> _SOURCE EXCERPT_
** Start **

Modular rules, skills, and workflows to configure and constrain AI coding assistants.

See the Getting Started Guide to integrate Predicate into your project.

Repository structure

predicate/
├── rules.md     # The master ruleset: the Verification Dual and the Prime Invariants every walker inherits
├── ambient.md   # Always-on principles that are not workflows (no entrypoint)
├── skills/      # Encapsulated agent skills (rules, workflows, tools)
├── ledger/      # Nickel contracts that make campaign artifacts machine-valid
├── gates/       # Standalone evaluator scripts (orphan, self-containment)
├── hooks/       # Git hooks that enforce the Commit Gate at commit time
├── templates/   # Project templates (IBC.md, ADR.md, etc.)
└── docs/        # Guides, the orchestration protocol, ADRs, and theory

Two directories are runtime-only and gitignored by the parent repository: .scratch/ holds a campaign's ephemeral working set, and .ledger/ is the durable history sub-repository (the flight recorder). Neither is tracked here; see the flight recorder below.

Terminology

Predicate packages all agent assets as skills:

Term Category Description
Rule Constraint Declarative guardrails (like rust or engineering guidelines).
Workflow Procedure State-machine SOPs (like core, refine, or campaign).
Tool Capability Executable scripts (like security-audit).

Philosophy: The Verification Dual

Prompt engineering is a fragile way to program. Autoregressive language models do not "think" or "reason"; they execute a stochastic walk across a discrete token state-space. Over long generations, errors compound. Without external constraints, an agent will eventually drift off course, write unverified code, or introduce regressions.

Predicate's core invariant is the Verification Dual: verify, then trust. No condition is ever closed by an agent's say-so. Every condition that must hold is closed by the strongest applicable evaluator, and exactly one of two complementary paths closes it:

  • The symbolic path. If a deterministic evaluator exists or can be built — a proof, a type, a property test, an example test, a linter — it must be used. The evaluator's exit code is the verdict; the agent's self-report is ignored. The hierarchy, strongest first: proof > type > property test > example test > linter.

** End **

> _EXERCISE TASK_
Condense the paragraph of the Predicate overview above that opens "Prompt engineering is a fragile way to program" into a short bulleted list that keeps its main facts.

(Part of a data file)
** Start **

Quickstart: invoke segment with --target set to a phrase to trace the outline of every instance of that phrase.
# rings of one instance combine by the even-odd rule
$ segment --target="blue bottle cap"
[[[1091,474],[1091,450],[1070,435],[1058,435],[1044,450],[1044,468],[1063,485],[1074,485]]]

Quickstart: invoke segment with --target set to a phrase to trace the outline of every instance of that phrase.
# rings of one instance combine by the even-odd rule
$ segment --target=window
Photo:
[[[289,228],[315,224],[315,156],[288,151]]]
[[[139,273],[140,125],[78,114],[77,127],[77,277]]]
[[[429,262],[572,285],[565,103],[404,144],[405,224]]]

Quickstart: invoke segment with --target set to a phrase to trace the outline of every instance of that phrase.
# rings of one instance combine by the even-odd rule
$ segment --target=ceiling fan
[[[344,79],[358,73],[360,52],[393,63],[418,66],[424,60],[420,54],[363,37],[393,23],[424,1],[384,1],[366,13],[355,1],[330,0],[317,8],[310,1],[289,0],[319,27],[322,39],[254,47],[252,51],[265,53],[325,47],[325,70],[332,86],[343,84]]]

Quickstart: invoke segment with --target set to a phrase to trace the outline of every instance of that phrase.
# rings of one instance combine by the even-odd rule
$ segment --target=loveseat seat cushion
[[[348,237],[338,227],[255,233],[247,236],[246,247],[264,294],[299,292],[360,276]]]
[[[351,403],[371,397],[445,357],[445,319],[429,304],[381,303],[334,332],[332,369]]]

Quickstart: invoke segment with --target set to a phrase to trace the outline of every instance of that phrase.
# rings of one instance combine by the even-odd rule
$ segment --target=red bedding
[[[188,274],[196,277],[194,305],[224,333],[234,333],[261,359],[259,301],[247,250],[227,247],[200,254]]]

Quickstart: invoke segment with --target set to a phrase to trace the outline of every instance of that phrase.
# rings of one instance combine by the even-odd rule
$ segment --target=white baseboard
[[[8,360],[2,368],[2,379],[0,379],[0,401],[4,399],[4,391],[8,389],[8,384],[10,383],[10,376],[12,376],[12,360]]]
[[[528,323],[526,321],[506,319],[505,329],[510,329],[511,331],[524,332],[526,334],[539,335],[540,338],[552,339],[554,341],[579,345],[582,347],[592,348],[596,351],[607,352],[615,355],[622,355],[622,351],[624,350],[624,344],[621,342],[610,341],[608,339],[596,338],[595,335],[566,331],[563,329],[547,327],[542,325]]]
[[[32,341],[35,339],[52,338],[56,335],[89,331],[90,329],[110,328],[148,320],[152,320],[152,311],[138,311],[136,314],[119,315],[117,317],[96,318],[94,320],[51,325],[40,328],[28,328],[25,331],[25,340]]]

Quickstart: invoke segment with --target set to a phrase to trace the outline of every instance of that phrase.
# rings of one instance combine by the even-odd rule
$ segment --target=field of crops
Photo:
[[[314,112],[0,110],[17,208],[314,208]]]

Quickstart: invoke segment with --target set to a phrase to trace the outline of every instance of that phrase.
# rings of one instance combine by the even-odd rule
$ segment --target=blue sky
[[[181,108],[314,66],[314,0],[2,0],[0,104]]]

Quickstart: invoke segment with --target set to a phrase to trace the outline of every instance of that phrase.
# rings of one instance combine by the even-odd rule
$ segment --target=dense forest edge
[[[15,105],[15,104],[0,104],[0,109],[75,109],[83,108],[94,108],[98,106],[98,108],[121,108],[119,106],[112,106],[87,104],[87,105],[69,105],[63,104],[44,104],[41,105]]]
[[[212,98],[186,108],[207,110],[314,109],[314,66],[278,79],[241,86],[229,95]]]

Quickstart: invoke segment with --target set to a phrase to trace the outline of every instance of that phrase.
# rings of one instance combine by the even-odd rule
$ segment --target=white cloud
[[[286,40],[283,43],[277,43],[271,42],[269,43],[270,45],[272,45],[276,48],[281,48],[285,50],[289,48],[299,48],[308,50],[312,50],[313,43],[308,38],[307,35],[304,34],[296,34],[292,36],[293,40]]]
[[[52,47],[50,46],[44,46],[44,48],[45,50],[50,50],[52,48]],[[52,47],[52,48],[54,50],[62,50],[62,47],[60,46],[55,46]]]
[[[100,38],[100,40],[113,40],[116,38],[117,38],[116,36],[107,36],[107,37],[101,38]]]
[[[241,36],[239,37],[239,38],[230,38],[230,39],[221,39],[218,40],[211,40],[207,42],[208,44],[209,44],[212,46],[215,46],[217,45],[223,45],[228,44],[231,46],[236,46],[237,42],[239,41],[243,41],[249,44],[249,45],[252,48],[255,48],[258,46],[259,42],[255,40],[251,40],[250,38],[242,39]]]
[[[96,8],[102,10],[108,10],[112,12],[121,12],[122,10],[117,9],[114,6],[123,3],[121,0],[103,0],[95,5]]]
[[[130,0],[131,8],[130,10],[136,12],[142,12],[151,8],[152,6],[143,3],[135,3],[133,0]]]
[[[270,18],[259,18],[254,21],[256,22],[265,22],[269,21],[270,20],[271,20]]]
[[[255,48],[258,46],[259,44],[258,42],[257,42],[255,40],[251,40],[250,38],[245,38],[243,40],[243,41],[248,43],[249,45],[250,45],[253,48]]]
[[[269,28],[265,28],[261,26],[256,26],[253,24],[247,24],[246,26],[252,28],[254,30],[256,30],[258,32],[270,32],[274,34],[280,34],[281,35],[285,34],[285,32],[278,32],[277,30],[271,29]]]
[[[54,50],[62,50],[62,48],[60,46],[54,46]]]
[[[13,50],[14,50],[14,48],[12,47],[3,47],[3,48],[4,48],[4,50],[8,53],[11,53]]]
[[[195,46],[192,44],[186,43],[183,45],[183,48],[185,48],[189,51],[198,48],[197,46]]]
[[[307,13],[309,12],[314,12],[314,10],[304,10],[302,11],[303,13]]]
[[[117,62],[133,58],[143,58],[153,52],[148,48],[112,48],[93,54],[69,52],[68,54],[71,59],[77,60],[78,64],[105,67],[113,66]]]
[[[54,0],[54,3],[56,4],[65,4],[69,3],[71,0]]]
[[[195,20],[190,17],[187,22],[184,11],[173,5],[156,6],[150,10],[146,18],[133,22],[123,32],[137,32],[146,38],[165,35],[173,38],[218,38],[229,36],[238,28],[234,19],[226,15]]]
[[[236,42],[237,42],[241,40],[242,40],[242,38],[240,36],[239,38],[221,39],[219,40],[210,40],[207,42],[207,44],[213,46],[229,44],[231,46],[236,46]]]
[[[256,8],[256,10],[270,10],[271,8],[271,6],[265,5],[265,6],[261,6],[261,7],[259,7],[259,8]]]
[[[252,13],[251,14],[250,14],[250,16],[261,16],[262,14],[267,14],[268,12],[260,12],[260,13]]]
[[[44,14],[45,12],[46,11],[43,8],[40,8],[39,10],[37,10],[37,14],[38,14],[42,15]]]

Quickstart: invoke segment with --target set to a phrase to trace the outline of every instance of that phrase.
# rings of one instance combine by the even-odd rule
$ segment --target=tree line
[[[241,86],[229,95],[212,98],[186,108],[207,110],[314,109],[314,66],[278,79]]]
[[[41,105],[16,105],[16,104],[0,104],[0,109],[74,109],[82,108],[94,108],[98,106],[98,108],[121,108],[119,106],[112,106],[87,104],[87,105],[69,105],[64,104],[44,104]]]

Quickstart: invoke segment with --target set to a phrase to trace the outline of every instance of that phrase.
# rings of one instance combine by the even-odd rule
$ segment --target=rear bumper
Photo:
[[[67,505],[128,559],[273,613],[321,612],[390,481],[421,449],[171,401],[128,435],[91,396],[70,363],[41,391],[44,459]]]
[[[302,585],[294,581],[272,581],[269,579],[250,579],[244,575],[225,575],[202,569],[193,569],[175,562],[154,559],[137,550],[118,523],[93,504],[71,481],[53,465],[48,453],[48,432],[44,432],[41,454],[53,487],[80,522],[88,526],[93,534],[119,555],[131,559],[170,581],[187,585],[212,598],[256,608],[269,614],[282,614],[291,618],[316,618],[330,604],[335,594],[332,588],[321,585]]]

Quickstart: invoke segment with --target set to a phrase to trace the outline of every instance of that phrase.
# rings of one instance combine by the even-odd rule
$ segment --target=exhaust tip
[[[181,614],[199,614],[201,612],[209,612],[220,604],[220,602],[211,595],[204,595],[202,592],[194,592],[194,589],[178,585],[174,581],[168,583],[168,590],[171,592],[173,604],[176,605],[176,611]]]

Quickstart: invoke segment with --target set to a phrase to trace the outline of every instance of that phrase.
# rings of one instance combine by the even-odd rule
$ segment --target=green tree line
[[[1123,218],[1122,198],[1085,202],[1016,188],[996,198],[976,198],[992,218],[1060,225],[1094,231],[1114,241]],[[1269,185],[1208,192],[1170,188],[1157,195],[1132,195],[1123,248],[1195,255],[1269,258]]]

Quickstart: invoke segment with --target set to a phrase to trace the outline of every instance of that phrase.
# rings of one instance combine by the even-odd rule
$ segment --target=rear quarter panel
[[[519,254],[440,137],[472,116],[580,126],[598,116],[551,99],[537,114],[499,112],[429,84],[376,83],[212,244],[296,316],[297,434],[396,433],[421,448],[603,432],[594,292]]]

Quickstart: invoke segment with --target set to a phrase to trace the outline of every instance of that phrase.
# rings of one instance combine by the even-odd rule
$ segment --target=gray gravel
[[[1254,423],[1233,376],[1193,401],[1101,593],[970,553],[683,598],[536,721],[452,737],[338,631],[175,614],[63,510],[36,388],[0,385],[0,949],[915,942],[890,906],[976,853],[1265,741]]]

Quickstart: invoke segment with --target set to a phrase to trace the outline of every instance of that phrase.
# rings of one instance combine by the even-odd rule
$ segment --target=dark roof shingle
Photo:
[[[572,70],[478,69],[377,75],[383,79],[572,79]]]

** End **

> _EXERCISE ANSWER_
- Prompt engineering is a fragile way to program.
- Autoregressive language models do not "think" or "reason"; they perform a stochastic walk across a discrete token state-space.
- Errors compound over long generations.
- Without external constraints, an agent will eventually drift off course, write unverified code, or introduce regressions.